CHALLENGE 1: According to the essay on the Afghanistan withdrawal, which year saw the heaviest bombing of the war?
CHALLENGE 2: Please carry on the essay on the Afghanistan withdrawal from the point where it stops.

SOURCE:
A mushroom cloud from air support bombing. Sean Clee | Crown Copyright

How is it that the withdrawal of so small a contingent of American soldiers — some 2,500– caused the tide to turn so quickly in Afghanistan?

It’s especially odd when you consider that those soldiers were not actually fighting anyway; they were training the troops that were our Afghan allies until those allies surrendered, or recalculated their position, or whatever one wants to call it. What made such a huge and sudden difference in the field?

In a word, bombs. Bombs, missiles, modern-day cannon fire: that is what the U.S. was actually using against the Taliban. When that stopped, the Taliban could move.

The bombing that ramped up during the Trump administration– 2019 was the heaviest year of the war in this regard– plainly didn’t disable the enemy. It kept them out of the major cities, and made it unwise for them to maneuver en masse. It helped to achieve a military stalemate, but showed no sign of ever achieving more.

The people who get us into wars and then decide how to fight them have noticed that, however courageous the soldiers themselves are, the body politic becomes unhappy when the number of soldiers coming home in body bags gets into four figures, as it did in Afghanistan. The limit has come down by at least an order of magnitude since the Viet Nam era, when it took some 55,000 American dead to convince the war-makers that it was time to quit.

Things might be different with a different kind of war. The body politic took the punishment without revolting when the stakes were the establishment of the republic (American Revolution), the preservation of the republic (Civil War), the preservation of slavery (the War of Northern Aggression, same war) and the fate of the world (WWII). Lately, the public has to swallow its losses in the name of some phrase, some slogan — the domino theory, the war on terror, nation-building, or, in the case of Iraq, just a pack of  lies. People are apparently willing to go along with this stuff, to let the war-makers do their thing, but not when the American body-count is in the thousands.

SOURCE MATERIAL:

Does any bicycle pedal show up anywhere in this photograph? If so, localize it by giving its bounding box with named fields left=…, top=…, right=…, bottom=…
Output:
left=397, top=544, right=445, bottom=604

WRITTEN RESPONSE 1: 2019

WRITTEN RESPONSE 2:
So how will we use violence to enforce our will in distant lands without running up the casualties on our side?  By trying to get other people to do the fighting on the ground, and by dropping bombs. We might not make washing machines or furniture anymore in this country, but we are prodigious munitions-makers.

One of the many this-is-all-wrong commentaries I recently heard about our withdrawal from Afghanistan focused on the fact that the troops there were not “on a combat mission” anymore; Obama ended that.  So, we weren’t losing any soldiers, or hardly any. So why was there any need to pull out?

Nobody is going to own this doctrine, but there it is. “Combat” is distinct from dropping bombs — precisely because you can drop thousands of bombs on some distant land every year for decades without causing a fuss at home. Sure, the result is stalemate rather than any sort of actual victory, but what of it? However many bombs we drop, we will always have more, better and smarter bombs. What’s the problem? Why should this end? American bombs falling in Afghanistan, and wherever our next adventure happens, should be like rain falling in a rain forest– part of the natural order of things.

This is the logic of the modern American forever war. Nobody who advocates it is going to spell it out, but that’s how the thing works.

Eric Kuhn lives in Middletown.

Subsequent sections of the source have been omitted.